• [What to do]
Only the lines from the beginning of the material below through the line with "positive clicks: (141, 62)" should be retyped exactly, and pictures are to be skipped.

■ ■ ■

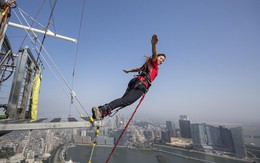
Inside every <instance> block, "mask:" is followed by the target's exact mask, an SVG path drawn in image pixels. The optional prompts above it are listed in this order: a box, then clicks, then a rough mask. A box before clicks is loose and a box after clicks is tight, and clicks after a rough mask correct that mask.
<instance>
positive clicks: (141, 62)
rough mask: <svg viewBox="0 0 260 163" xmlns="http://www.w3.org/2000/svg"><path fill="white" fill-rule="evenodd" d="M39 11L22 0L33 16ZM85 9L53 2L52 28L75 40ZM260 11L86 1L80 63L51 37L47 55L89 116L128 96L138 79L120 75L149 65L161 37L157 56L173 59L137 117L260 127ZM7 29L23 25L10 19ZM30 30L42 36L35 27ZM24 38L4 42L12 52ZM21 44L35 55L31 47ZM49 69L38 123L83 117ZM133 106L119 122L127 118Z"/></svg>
mask: <svg viewBox="0 0 260 163" xmlns="http://www.w3.org/2000/svg"><path fill="white" fill-rule="evenodd" d="M41 3H42V2H40V1H28V0H26V1H17V5H18V7H20V8H21V9H22V10H24V11H25V12H27V13H28V14H30V15H31V16H32V17H35V15H36V13H37V12H38V9H39V8H40V6H41ZM82 7H83V0H81V1H77V3H73V5H71V2H70V1H62V2H57V5H56V7H55V10H54V14H53V19H52V24H50V25H49V29H50V30H52V31H54V32H56V33H57V34H61V35H65V36H68V37H72V38H76V39H78V33H79V29H80V18H81V12H82ZM259 8H260V1H259V0H250V1H248V0H229V1H226V0H211V1H207V0H198V1H193V0H181V1H180V0H166V1H155V0H152V1H151V0H149V1H148V0H143V1H137V0H133V1H127V2H123V1H119V0H112V1H85V10H84V13H83V19H82V24H81V32H80V37H79V43H78V54H77V57H75V51H76V44H75V43H71V42H68V41H64V40H59V39H55V38H50V37H47V38H46V40H45V43H44V47H45V48H46V50H47V51H48V53H49V54H50V56H51V57H52V59H53V60H54V62H55V64H56V65H57V67H58V68H59V70H60V72H61V73H62V74H63V76H64V78H65V79H66V81H67V83H68V85H69V86H70V87H71V88H72V90H74V91H75V92H76V95H77V98H78V99H79V100H80V102H81V104H82V105H83V106H84V109H85V110H86V111H87V112H88V114H89V115H91V111H90V110H91V108H92V107H93V106H99V105H103V104H105V103H108V102H110V101H111V100H114V99H115V98H118V97H120V96H122V95H123V93H124V91H125V89H126V86H127V83H128V81H129V80H130V79H131V78H132V77H133V75H134V74H125V73H123V71H122V70H123V69H130V68H134V67H138V66H141V65H142V64H143V62H144V60H145V58H144V57H143V56H144V55H151V36H152V34H157V35H158V38H159V42H158V44H157V50H158V52H162V53H165V54H166V55H167V59H166V61H165V63H164V64H163V65H161V66H160V71H159V74H158V76H157V78H156V79H155V81H154V83H153V85H152V87H151V88H150V90H149V92H148V94H147V95H146V97H145V99H144V101H143V103H142V104H141V106H140V108H139V110H138V112H137V114H136V116H137V117H139V116H140V117H146V118H148V119H149V117H150V118H151V119H159V120H160V119H161V118H165V120H174V119H176V118H179V115H188V117H190V119H191V120H193V121H195V122H199V121H201V122H202V121H205V122H208V121H211V122H223V123H230V124H232V123H244V124H246V123H249V124H250V123H255V124H260V118H259V115H260V85H259V83H260V64H259V63H260V46H259V45H260V30H259V29H260V10H259ZM50 9H51V6H50V3H47V2H46V3H45V4H44V5H43V8H42V10H41V12H39V15H38V17H37V21H39V22H40V23H41V24H43V25H44V26H45V25H46V24H47V20H48V18H49V15H50V13H51V11H50ZM14 10H15V11H16V13H18V11H17V10H16V9H14ZM68 10H69V11H68ZM72 13H73V14H72ZM26 18H28V17H26ZM10 21H11V22H15V23H20V22H19V21H18V19H17V18H16V16H15V14H14V12H12V17H11V19H10ZM31 22H32V20H30V21H29V24H31ZM24 25H25V24H24ZM33 27H35V28H40V27H39V25H37V23H34V26H33ZM25 34H26V33H25V32H24V31H22V30H19V29H15V28H11V27H9V29H8V31H7V35H8V37H9V40H10V43H11V45H12V48H13V51H14V52H15V53H16V52H17V51H18V49H19V47H20V45H21V42H22V40H23V36H25ZM39 38H40V39H42V36H41V35H39ZM25 45H29V47H31V48H33V45H32V44H31V41H30V40H29V39H28V38H27V39H26V40H25V42H24V44H23V46H25ZM42 55H43V56H44V57H46V58H48V57H47V56H46V54H44V53H43V54H42ZM74 58H76V61H75V60H74ZM47 61H49V59H47ZM74 63H76V65H75V67H74ZM44 66H45V68H44V70H43V73H42V75H43V78H42V85H41V91H40V95H39V97H40V101H39V112H38V114H39V115H38V116H39V117H46V116H47V117H65V116H68V115H69V114H71V115H72V116H74V117H79V113H78V112H77V110H76V109H75V108H74V107H73V106H71V105H70V98H69V97H67V95H69V94H70V90H69V89H68V88H67V86H66V84H64V82H63V81H62V79H61V78H59V80H60V81H61V83H62V84H63V87H65V88H66V90H65V92H64V90H63V89H62V87H61V86H60V84H59V82H58V81H57V80H56V79H55V77H54V75H53V74H52V73H51V71H50V69H49V67H48V66H47V64H46V63H44ZM53 67H54V66H53V65H52V68H53ZM74 68H75V76H72V72H73V69H74ZM56 73H57V72H56ZM58 76H59V75H58ZM72 83H73V84H72ZM65 93H66V94H65ZM74 102H75V104H76V106H77V108H78V109H79V110H80V113H83V114H85V115H87V114H86V113H85V111H84V110H83V109H82V108H81V107H80V105H79V104H78V103H77V101H76V100H74ZM136 105H137V103H134V104H133V105H131V106H129V107H127V108H125V109H123V110H121V111H120V114H126V115H130V114H131V113H132V111H133V110H134V108H135V106H136ZM70 110H71V112H70ZM69 112H70V113H69Z"/></svg>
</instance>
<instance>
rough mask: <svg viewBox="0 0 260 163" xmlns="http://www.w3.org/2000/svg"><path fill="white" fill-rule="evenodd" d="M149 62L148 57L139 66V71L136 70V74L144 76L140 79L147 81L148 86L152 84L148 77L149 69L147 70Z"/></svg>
mask: <svg viewBox="0 0 260 163" xmlns="http://www.w3.org/2000/svg"><path fill="white" fill-rule="evenodd" d="M149 62H150V59H149V60H148V61H147V62H146V63H145V64H144V65H143V66H142V67H141V69H140V71H139V72H138V75H136V76H141V77H143V78H144V80H142V83H145V82H147V83H148V88H149V87H150V86H151V85H152V81H151V78H150V70H149V66H148V63H149Z"/></svg>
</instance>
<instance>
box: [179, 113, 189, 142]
mask: <svg viewBox="0 0 260 163" xmlns="http://www.w3.org/2000/svg"><path fill="white" fill-rule="evenodd" d="M179 125H180V134H181V137H182V138H191V133H190V120H188V118H187V116H185V115H181V116H180V120H179Z"/></svg>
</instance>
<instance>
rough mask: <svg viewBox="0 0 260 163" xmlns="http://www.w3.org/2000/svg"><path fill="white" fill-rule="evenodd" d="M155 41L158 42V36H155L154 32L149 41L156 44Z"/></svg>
mask: <svg viewBox="0 0 260 163" xmlns="http://www.w3.org/2000/svg"><path fill="white" fill-rule="evenodd" d="M157 42H158V37H157V35H156V34H154V35H153V36H152V40H151V43H152V45H156V44H157Z"/></svg>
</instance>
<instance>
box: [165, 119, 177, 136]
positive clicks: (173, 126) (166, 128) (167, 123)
mask: <svg viewBox="0 0 260 163" xmlns="http://www.w3.org/2000/svg"><path fill="white" fill-rule="evenodd" d="M166 129H167V130H168V131H169V132H170V136H171V137H176V134H175V126H174V124H173V122H171V121H166Z"/></svg>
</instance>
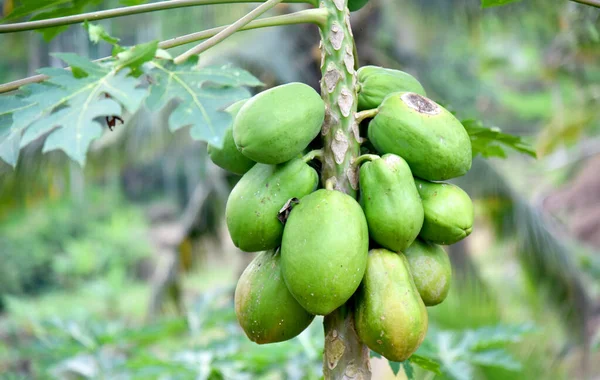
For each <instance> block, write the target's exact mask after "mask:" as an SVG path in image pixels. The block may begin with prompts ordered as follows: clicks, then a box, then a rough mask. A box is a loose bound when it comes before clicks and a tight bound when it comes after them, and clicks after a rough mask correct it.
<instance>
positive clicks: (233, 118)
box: [208, 99, 255, 175]
mask: <svg viewBox="0 0 600 380" xmlns="http://www.w3.org/2000/svg"><path fill="white" fill-rule="evenodd" d="M247 100H248V99H244V100H240V101H239V102H236V103H233V104H232V105H230V106H229V107H228V108H227V109H226V110H225V111H227V112H228V113H229V114H231V116H232V117H233V119H234V120H235V117H236V115H237V113H238V112H239V110H240V109H241V108H242V106H243V105H244V103H246V101H247ZM208 156H209V157H210V159H211V161H212V162H214V163H215V165H217V166H219V167H221V168H223V169H225V170H228V171H230V172H232V173H235V174H239V175H242V174H244V173H246V172H247V171H248V170H250V168H251V167H252V166H254V164H255V162H254V161H252V160H251V159H249V158H248V157H246V156H244V155H243V154H242V153H240V151H239V150H238V149H237V147H236V146H235V142H234V141H233V126H231V127H229V128H227V130H226V131H225V136H224V137H223V147H222V148H216V147H214V146H212V145H210V144H209V145H208Z"/></svg>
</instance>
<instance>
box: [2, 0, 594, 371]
mask: <svg viewBox="0 0 600 380" xmlns="http://www.w3.org/2000/svg"><path fill="white" fill-rule="evenodd" d="M100 3H101V5H99V6H98V9H105V8H108V7H115V6H118V5H119V3H118V2H117V1H104V2H100ZM303 8H304V6H303V5H281V6H278V7H277V8H276V10H275V11H272V12H270V14H277V13H285V12H289V11H293V10H299V9H303ZM250 9H252V5H237V6H229V5H219V6H209V7H193V8H184V9H177V10H168V11H163V12H156V13H149V14H143V15H137V16H128V17H124V18H119V19H113V20H105V21H101V22H99V24H100V25H102V26H104V28H106V30H107V31H109V32H110V33H111V34H112V35H114V36H117V37H119V38H121V44H122V45H133V44H137V43H141V42H147V41H149V40H153V39H158V40H165V39H168V38H172V37H175V36H179V35H182V34H187V33H191V32H195V31H198V30H201V29H206V28H209V27H214V26H218V25H224V24H228V23H231V22H233V21H234V20H236V19H237V18H238V17H240V16H242V15H244V14H245V13H247V12H248V11H249V10H250ZM352 25H353V29H354V36H355V38H356V42H357V50H358V54H359V60H360V64H361V65H366V64H373V65H380V66H385V67H389V68H396V69H402V70H405V71H407V72H409V73H411V74H413V75H415V76H416V77H417V78H418V79H419V80H420V81H421V83H422V84H423V85H424V87H425V89H426V90H427V93H428V95H429V96H430V97H431V98H432V99H434V100H436V101H438V102H440V103H442V104H444V105H447V106H448V107H449V108H451V109H452V110H454V111H456V113H457V115H459V117H460V118H461V119H469V118H473V119H478V120H481V121H482V122H483V123H484V124H485V125H486V126H495V127H499V128H501V129H502V130H503V131H505V132H508V133H511V134H515V135H518V136H523V137H524V138H525V140H526V141H527V142H529V143H530V144H531V145H532V146H534V148H535V150H536V151H537V154H538V159H537V160H534V159H533V158H531V157H529V156H526V155H523V154H521V153H519V152H516V151H514V150H510V149H507V150H506V154H507V157H506V159H499V158H491V159H488V160H484V159H482V158H481V156H479V157H478V158H477V159H476V160H475V161H474V164H473V169H472V170H471V172H469V174H468V175H466V176H465V177H463V178H458V179H456V180H455V181H454V182H455V183H457V184H458V185H460V186H461V187H463V188H464V189H465V190H466V191H467V192H468V193H469V194H470V195H471V197H472V198H473V200H474V202H475V206H476V224H475V228H474V231H473V233H472V235H471V236H470V237H468V238H467V239H466V240H464V241H463V242H461V243H459V244H456V245H454V246H452V247H450V248H449V253H450V256H451V259H452V263H453V270H454V282H453V285H452V289H451V294H450V296H449V297H448V299H447V300H446V301H445V302H444V303H443V304H441V305H439V306H436V307H434V308H429V310H428V311H429V314H430V332H429V334H428V338H427V340H428V341H429V342H430V343H431V346H432V347H435V348H436V349H437V353H436V355H438V357H439V361H440V362H441V363H442V366H443V368H444V375H435V374H433V373H431V372H427V371H424V370H420V369H418V368H415V371H416V372H415V373H414V376H415V378H418V379H421V378H422V379H432V378H434V377H435V378H454V379H471V378H475V379H506V378H515V379H567V378H570V379H573V378H584V377H585V376H586V374H587V376H589V377H590V378H597V376H598V374H600V335H599V334H598V327H599V326H598V325H599V322H600V319H599V316H600V303H599V300H600V298H599V291H600V287H599V285H600V282H599V280H600V256H599V255H598V254H599V250H600V10H599V9H596V8H592V7H587V6H584V5H579V4H575V3H571V2H568V1H562V0H561V1H559V0H555V1H550V0H523V1H522V2H521V3H515V4H511V5H507V6H504V7H498V8H490V9H486V10H482V9H481V8H480V4H479V0H371V3H370V4H368V5H367V6H366V7H365V8H364V9H362V10H361V11H359V12H356V13H354V14H353V15H352ZM55 32H57V31H56V30H50V31H46V32H45V33H44V34H42V33H35V32H23V33H15V34H10V35H0V46H1V47H2V54H1V55H0V82H2V83H4V82H8V81H12V80H16V79H19V78H22V77H25V76H28V75H32V74H34V73H35V70H36V69H38V68H41V67H46V66H59V67H60V66H61V64H62V62H61V61H60V60H58V59H56V58H53V57H52V55H51V54H52V53H53V52H75V53H78V54H81V55H84V56H89V57H90V58H94V59H95V58H100V57H103V56H107V55H110V53H111V46H110V45H108V44H105V43H100V44H97V45H96V44H93V43H91V42H89V39H88V36H87V34H86V32H85V30H84V28H82V27H81V26H80V25H74V26H71V27H69V28H68V29H66V30H65V31H63V32H62V33H61V34H59V35H58V36H57V37H56V38H54V39H52V40H51V41H50V42H46V41H45V38H46V39H48V38H50V37H52V33H55ZM318 45H319V34H318V30H317V29H316V27H315V26H311V25H307V26H289V27H280V28H276V29H264V30H258V31H251V32H243V33H240V34H239V35H236V36H234V37H233V38H231V39H229V40H227V41H226V42H225V43H224V44H223V45H219V46H218V47H217V48H215V49H214V50H210V51H209V52H208V53H206V54H203V55H202V56H201V62H206V63H215V62H219V63H220V62H231V63H233V64H235V65H237V66H240V67H243V68H245V69H247V70H248V71H250V72H251V73H252V74H254V75H255V76H256V77H257V78H259V79H260V80H261V81H262V82H264V83H265V84H266V85H267V86H274V85H277V84H281V83H286V82H291V81H301V82H305V83H308V84H310V85H311V86H313V87H315V88H316V89H317V88H318V81H319V77H320V73H319V59H320V54H319V52H318ZM186 48H189V46H185V47H180V48H177V49H173V50H174V52H173V55H175V54H176V53H178V52H182V51H184V50H185V49H186ZM166 114H167V113H166V112H165V111H163V112H156V113H151V112H149V111H148V110H143V111H142V112H140V113H138V114H136V115H129V117H127V118H125V119H126V120H125V124H124V125H120V124H117V126H116V128H115V130H114V131H113V132H111V131H109V130H108V129H106V131H105V133H104V134H103V136H102V137H101V138H100V139H99V140H97V141H95V142H94V144H93V146H92V149H91V150H90V153H89V155H88V162H87V164H86V166H85V168H81V167H80V166H79V165H78V164H77V163H75V162H73V161H70V160H69V159H68V158H67V157H66V156H65V155H64V154H63V153H62V152H60V151H54V152H51V153H46V154H42V152H41V147H42V142H43V140H40V141H39V142H34V143H32V144H30V145H29V146H28V147H27V148H26V149H25V150H24V151H23V152H22V155H21V158H20V160H19V163H18V165H17V167H16V169H14V170H13V169H12V168H11V167H9V166H8V165H6V164H4V163H2V162H0V377H3V376H7V378H14V379H17V378H59V379H79V378H105V379H116V378H123V379H128V378H135V379H138V378H139V379H147V378H182V379H187V378H200V379H207V378H210V379H218V378H225V379H244V378H247V379H257V378H261V379H262V378H265V379H312V378H319V377H320V376H321V373H322V372H321V366H322V364H321V360H322V359H321V355H322V346H323V337H322V334H323V328H322V326H321V324H320V322H321V319H316V320H315V322H314V323H313V324H312V325H311V327H310V328H309V329H308V330H307V331H306V332H304V333H303V334H302V335H301V336H300V337H298V338H295V339H293V340H291V341H288V342H284V343H279V344H274V345H268V346H258V345H256V344H254V343H252V342H250V341H249V340H248V339H247V338H246V337H245V336H244V334H243V331H242V330H241V329H240V328H239V327H238V325H237V322H236V319H235V314H234V311H233V301H232V296H233V290H234V287H235V283H236V280H237V278H238V277H239V275H240V273H241V272H242V271H243V269H244V268H245V266H246V265H247V264H248V263H249V262H250V260H251V259H252V257H253V254H249V253H243V252H240V251H238V250H237V249H235V247H234V246H233V244H232V242H231V241H230V239H229V235H228V233H227V229H226V227H225V225H224V208H225V202H226V200H227V196H228V193H229V191H230V190H231V188H232V187H233V185H235V183H236V181H237V180H238V179H239V178H238V177H237V176H235V175H231V174H227V173H226V172H224V171H223V170H221V169H219V168H218V167H216V166H214V165H213V164H212V163H211V162H210V160H209V159H208V158H207V155H206V144H204V143H201V142H195V141H193V140H191V138H190V137H189V133H188V131H187V130H185V129H184V130H179V131H177V132H175V133H171V132H170V131H169V130H168V128H167V126H166ZM182 228H183V229H184V230H186V231H187V235H186V236H185V238H184V239H183V240H177V231H179V230H180V229H182ZM174 239H175V240H174ZM482 328H487V329H488V330H485V329H482ZM495 328H497V329H500V330H501V331H503V334H504V336H505V338H506V334H509V333H510V332H513V333H514V339H508V340H509V342H508V343H507V342H503V348H506V349H507V350H508V352H509V353H510V354H511V355H512V358H513V361H512V362H507V363H504V364H503V365H486V360H488V363H489V362H494V359H493V358H490V357H489V356H488V357H483V356H481V355H479V356H478V355H476V354H477V352H476V351H477V348H474V347H472V346H469V339H473V334H475V333H479V334H483V333H482V331H483V332H485V331H487V333H486V334H487V335H485V334H484V335H485V336H486V337H487V338H486V339H488V340H487V341H486V342H487V343H486V344H488V346H492V347H493V345H494V344H495V343H494V335H493V334H494V333H493V331H494V330H493V329H495ZM507 331H508V333H507ZM509 335H510V334H509ZM503 339H504V338H503ZM505 340H506V339H505ZM465 347H467V348H465ZM492 355H493V354H492ZM373 369H374V371H375V376H374V378H377V379H386V378H394V374H393V372H392V370H391V369H390V368H389V367H388V366H383V365H382V359H374V361H373ZM405 376H406V374H405V373H404V372H403V371H402V370H401V371H400V372H399V373H398V375H397V377H398V378H405Z"/></svg>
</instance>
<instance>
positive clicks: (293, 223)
mask: <svg viewBox="0 0 600 380" xmlns="http://www.w3.org/2000/svg"><path fill="white" fill-rule="evenodd" d="M368 249H369V233H368V229H367V221H366V220H365V216H364V214H363V211H362V209H361V208H360V205H359V204H358V202H356V200H354V198H352V197H350V196H349V195H346V194H344V193H341V192H339V191H335V190H325V189H321V190H317V191H315V192H314V193H312V194H310V195H307V196H305V197H304V198H302V199H300V203H299V204H298V205H296V206H295V207H294V208H293V209H292V211H291V213H290V216H289V218H288V220H287V222H286V224H285V229H284V231H283V240H282V243H281V270H282V273H283V278H284V279H285V283H286V284H287V286H288V289H289V290H290V292H291V293H292V294H293V295H294V297H295V298H296V300H298V302H299V303H300V305H302V307H304V308H305V309H306V310H307V311H308V312H310V313H312V314H319V315H327V314H329V313H331V312H332V311H334V310H335V309H337V308H338V307H340V306H341V305H343V304H344V303H345V302H346V301H347V300H348V299H349V298H350V297H351V296H352V294H353V293H354V292H355V291H356V288H358V285H359V284H360V281H361V280H362V278H363V274H364V272H365V267H366V264H367V252H368Z"/></svg>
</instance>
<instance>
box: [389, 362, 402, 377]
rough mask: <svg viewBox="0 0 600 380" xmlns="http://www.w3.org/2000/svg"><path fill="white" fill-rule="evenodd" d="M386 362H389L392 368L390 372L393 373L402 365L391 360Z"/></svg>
mask: <svg viewBox="0 0 600 380" xmlns="http://www.w3.org/2000/svg"><path fill="white" fill-rule="evenodd" d="M388 363H389V364H390V368H391V369H392V372H394V375H397V374H398V372H399V371H400V366H401V365H402V363H401V362H392V361H388Z"/></svg>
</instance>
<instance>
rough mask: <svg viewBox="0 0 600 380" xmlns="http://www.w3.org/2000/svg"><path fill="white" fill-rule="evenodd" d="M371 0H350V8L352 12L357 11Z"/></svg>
mask: <svg viewBox="0 0 600 380" xmlns="http://www.w3.org/2000/svg"><path fill="white" fill-rule="evenodd" d="M368 2H369V0H348V10H349V11H350V12H356V11H357V10H359V9H360V8H362V7H364V6H365V5H367V3H368Z"/></svg>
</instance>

■ ■ ■

• [Task solution]
Inside every <instance> block, "mask:" is followed by the target's exact mask, an SVG path drawn in image pixels. The optional prompts above it are listed in this order: a box, then clicks, then a rough mask. A box before clicks is loose and a box after clicks is tight, and clicks after a rough mask correct that mask.
<instance>
positive clicks: (141, 62)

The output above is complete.